◆ EXERCÍCIOS A FAZER
1. Copie do texto sobre o processo tudo o que vai desde "Schneider Electric SA" até "Justiça, artigo 58.°)".
2. Diga se cada uma destas afirmações está de acordo com o texto sobre o processo. Responda sim ou não e cite as palavras exatas do texto que decidem. (a) O regulamento mencionado é o n.° 4064/89. (b) A decisão da Comissão declarou a operação compatível com o mercado comum. (c) O sumário remete para o artigo 58.° do Estatuto do Tribunal de Justiça.
*** TEXTO ***
Language of document : ECLI:EU:C:2009:459

Processo C‑440/07 P

Comissão das Comunidades Europeias

contra

Schneider Electric SA

«Recurso de decisão do Tribunal de Primeira Instância – Operações de concentração de empresas – Regulamento (CEE) n.° 4064/89 – Decisão da Comissão que declara uma operação incompatível com o mercado comum – Anulação – Responsabilidade extracontratual da Comunidade decorrente da ilegalidade constatada – Requisitos»

Sumário do acórdão

1.        Recurso de decisão do Tribunal de Primeira Instância – Fundamentos – Fiscalização pelo Tribunal de Justiça da apreciação dos elementos de prova – Exclusão, salvo em caso de desvirtuação

(Artigo 225.° CE; Estatuto do Tribunal de Justiça, artigo 58.°)
*** MATERIAL ***
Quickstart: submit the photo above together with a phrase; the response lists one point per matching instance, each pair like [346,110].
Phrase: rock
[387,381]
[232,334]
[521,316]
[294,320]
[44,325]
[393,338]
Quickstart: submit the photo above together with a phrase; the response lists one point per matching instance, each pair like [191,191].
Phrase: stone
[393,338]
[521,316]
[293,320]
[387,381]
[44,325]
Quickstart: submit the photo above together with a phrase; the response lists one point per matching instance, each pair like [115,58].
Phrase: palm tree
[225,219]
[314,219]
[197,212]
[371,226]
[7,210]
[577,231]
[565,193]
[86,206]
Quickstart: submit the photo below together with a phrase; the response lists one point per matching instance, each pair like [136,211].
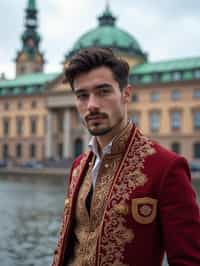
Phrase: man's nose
[93,103]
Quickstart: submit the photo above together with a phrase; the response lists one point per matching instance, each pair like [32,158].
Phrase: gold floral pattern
[115,232]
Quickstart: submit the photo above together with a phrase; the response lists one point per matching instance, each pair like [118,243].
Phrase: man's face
[101,104]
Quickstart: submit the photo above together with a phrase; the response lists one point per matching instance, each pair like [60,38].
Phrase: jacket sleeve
[57,250]
[180,216]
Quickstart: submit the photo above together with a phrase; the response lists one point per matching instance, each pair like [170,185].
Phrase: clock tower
[29,59]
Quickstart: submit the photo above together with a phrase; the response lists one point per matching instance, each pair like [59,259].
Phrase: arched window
[78,147]
[5,151]
[176,147]
[32,151]
[154,121]
[19,150]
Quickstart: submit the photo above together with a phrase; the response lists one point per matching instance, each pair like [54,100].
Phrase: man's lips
[95,117]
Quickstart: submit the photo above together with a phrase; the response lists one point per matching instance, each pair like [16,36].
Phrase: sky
[164,29]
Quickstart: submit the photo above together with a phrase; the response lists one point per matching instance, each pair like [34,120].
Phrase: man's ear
[127,93]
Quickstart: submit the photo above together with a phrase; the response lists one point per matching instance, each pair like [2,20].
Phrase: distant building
[38,118]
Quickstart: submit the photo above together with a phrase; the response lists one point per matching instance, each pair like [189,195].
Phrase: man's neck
[104,140]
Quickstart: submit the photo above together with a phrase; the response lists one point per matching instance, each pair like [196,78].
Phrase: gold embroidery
[76,173]
[88,229]
[144,210]
[115,232]
[121,209]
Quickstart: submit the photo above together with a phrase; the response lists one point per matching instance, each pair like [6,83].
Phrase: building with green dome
[108,35]
[38,118]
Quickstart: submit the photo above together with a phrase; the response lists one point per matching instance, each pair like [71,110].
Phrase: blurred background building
[38,118]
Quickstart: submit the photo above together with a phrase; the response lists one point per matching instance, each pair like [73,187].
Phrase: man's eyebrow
[103,85]
[76,91]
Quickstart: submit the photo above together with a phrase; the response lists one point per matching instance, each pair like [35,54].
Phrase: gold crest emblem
[144,210]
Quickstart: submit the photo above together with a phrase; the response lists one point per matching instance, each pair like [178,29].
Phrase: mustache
[92,115]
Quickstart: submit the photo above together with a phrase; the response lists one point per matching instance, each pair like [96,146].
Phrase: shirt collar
[94,147]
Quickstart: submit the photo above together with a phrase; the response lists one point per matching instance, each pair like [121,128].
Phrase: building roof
[167,66]
[31,5]
[107,34]
[29,81]
[166,71]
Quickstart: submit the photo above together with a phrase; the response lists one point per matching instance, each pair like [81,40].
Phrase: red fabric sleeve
[180,216]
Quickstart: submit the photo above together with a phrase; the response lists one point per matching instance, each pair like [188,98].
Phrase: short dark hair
[90,58]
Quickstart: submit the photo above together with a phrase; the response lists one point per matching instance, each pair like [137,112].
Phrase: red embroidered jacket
[150,208]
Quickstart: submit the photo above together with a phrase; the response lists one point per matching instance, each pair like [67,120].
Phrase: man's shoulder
[80,159]
[160,152]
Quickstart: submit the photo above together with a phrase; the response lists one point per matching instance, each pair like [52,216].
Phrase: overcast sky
[164,29]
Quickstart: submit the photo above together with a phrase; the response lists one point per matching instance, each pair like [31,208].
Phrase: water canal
[30,216]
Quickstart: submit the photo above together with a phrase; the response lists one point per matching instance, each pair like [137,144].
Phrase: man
[129,200]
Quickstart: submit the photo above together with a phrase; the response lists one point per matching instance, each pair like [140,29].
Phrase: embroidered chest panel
[115,233]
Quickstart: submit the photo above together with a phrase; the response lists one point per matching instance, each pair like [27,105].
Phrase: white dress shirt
[94,148]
***
◆ RESPOSTAS POR ORDEM
1.
Schneider Electric SA

«Recurso de decisão do Tribunal de Primeira Instância – Operações de concentração de empresas – Regulamento (CEE) n.° 4064/89 – Decisão da Comissão que declara uma operação incompatível com o mercado comum – Anulação – Responsabilidade extracontratual da Comunidade decorrente da ilegalidade constatada – Requisitos»

Sumário do acórdão

1.        Recurso de decisão do Tribunal de Primeira Instância – Fundamentos – Fiscalização pelo Tribunal de Justiça da apreciação dos elementos de prova – Exclusão, salvo em caso de desvirtuação

(Artigo 225.° CE; Estatuto do Tribunal de Justiça, artigo 58.°)

2.
(a) Sim: «Regulamento (CEE) n.° 4064/89».
(b) Não: «Decisão da Comissão que declara uma operação incompatível com o mercado comum».
(c) Sim: «Estatuto do Tribunal de Justiça, artigo 58.°».